*Text for analysis*.
★ ★ ★ ★

A new report has revealed that the Metropolitan Police missed many chances to protect a woman from her former husband in the six years before he killed her with a crossbow.
Ramanodge Unmathallegadoo fired an arrow into Sana Muhammad's, 35, stomach at her Ilford home on 12 November, 2018.
Muhammad was eight months’ pregnant at the time and had suffered catastrophic internal injuries and died. However, her unborn son was delivered by Caesarean section and survived.
According to the domestic homicide review (DHR) report, the Met Police missed opportunities to protect Muhammad between 2012 and 2018.
It added that the force binned a 'burglary kit' linked to Unmathallegadoo found outside the victim's home the year before the killing, according to various media reports.
The report, conducted by Redbridge Council and chaired by former police officer Bill Griffiths, revealed that Muhammad called police to her home in February 2012 telling them she 'did not feel safe' around her husband.
Ideally a risk assessment should have been taken place following the call, but it was not done, the report said.
In March 2012, when she called police to report verbal aggression from her husband, she was advised about the correct use of the emergency system. The visit was recorded as 'no cause for police action'.
The report pointed out that at that time the Met missed a chance to record a domestic abuse incident and didn't share information with partner agencies.'
A hidden rucksack containing "a set of new-looking keys, PVA glue, binoculars, Vaseline, bin bags, a large shopping bag, duct tape, Allen keys and barrel lube...a box of unopened prescription medication in (Unmathallegadoo's) full name" was discovered by a member of the public in November 2017 behind Muhammad's house.
According to the report, in March 2018, the same member of the public discovered two crossbows, crossbow bolts, a harpoon, and a container of acid in the same hiding location.
The DHR report said: “Having attended the location and collected the items, the two officers returned to the police station and, instead of recording the found property as required, they disposed of it in the refuse bins in the rear yard.
“Apart from the original record on the CAD (Computer Aided Dispatch) system, no report of the find or the circumstances were made on any of the police indices. No further inquiries were made and no reports generated.
“Had the officers correctly made a record it is feasible, but by no means certain, that it could have led to (Unmathallegadoo) being identified through the prescription and that may have led to questioning about the purpose of the items found.”
In November 2019, Unmathallegadoo, a former senior nurse at the Newham General Hospital in east London, was found guilty of murder and sentenced to life in prison with a minimum of 33 years.
After four hours of deliberation, the jury convicted the defendant guilty of murder after rejecting his defence that he accidentally shot the crossbow, during the trial.
When they got married in 1999 in Mauritius, where they were both born, Muhammad was 16 and Unmathallegadoo was 31.
After an incident in which she jumped from an upper window and fractured her ankle, their relationship ended in 2012.
Muhammed filed for an order which banned the defendant from going within 100 metres of her home. It was still in place at the time of the attack.

★ ★ ★ ★

[Records in a dataset]
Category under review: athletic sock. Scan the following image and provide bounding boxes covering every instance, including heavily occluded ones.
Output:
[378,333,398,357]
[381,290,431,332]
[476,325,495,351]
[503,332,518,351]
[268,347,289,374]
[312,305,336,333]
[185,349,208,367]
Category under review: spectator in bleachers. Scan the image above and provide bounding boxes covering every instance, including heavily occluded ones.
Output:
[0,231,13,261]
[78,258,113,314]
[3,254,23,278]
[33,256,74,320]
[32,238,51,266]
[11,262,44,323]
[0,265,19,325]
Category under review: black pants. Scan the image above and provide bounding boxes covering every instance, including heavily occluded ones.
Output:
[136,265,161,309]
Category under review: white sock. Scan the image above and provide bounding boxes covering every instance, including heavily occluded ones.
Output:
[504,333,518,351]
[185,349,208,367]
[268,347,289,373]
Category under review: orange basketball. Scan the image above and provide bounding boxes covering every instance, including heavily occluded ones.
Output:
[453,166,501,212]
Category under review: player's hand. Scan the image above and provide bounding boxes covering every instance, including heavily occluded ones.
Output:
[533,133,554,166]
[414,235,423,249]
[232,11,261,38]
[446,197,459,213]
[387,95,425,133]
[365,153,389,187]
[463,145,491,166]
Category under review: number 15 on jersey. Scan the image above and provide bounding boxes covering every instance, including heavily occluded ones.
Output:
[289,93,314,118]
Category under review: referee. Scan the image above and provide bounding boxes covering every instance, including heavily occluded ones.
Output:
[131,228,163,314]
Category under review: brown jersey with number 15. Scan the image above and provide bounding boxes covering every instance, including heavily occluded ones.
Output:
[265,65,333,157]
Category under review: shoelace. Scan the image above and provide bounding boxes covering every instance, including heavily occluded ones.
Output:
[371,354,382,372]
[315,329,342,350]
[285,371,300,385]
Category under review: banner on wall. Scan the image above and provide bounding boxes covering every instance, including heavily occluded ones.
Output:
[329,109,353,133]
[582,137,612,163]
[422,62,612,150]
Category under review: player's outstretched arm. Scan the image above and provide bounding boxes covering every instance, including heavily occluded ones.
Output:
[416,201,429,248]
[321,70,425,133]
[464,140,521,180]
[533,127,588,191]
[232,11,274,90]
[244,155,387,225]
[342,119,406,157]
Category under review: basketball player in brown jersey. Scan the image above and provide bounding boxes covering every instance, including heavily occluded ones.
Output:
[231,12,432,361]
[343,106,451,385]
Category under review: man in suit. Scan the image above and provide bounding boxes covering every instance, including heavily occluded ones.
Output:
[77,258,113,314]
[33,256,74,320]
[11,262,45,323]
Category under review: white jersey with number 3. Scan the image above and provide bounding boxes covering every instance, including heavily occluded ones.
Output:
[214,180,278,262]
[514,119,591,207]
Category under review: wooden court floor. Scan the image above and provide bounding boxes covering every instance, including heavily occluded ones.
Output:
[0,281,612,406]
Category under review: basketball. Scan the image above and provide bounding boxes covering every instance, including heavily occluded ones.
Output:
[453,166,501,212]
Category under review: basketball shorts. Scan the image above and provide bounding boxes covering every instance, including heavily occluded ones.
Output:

★ ★ ★ ★

*What the task requires*.
Can you give an updated version of the crossbow killing article, starting at the words containing "Ramanodge Unmathallegadoo fired" and ending with "2012 and 2018.", with "stomach" replaced by "abdomen"?

*Task answer*.
Ramanodge Unmathallegadoo fired an arrow into Sana Muhammad's, 35, abdomen at her Ilford home on 12 November, 2018.
Muhammad was eight months’ pregnant at the time and had suffered catastrophic internal injuries and died. However, her unborn son was delivered by Caesarean section and survived.
According to the domestic homicide review (DHR) report, the Met Police missed opportunities to protect Muhammad between 2012 and 2018.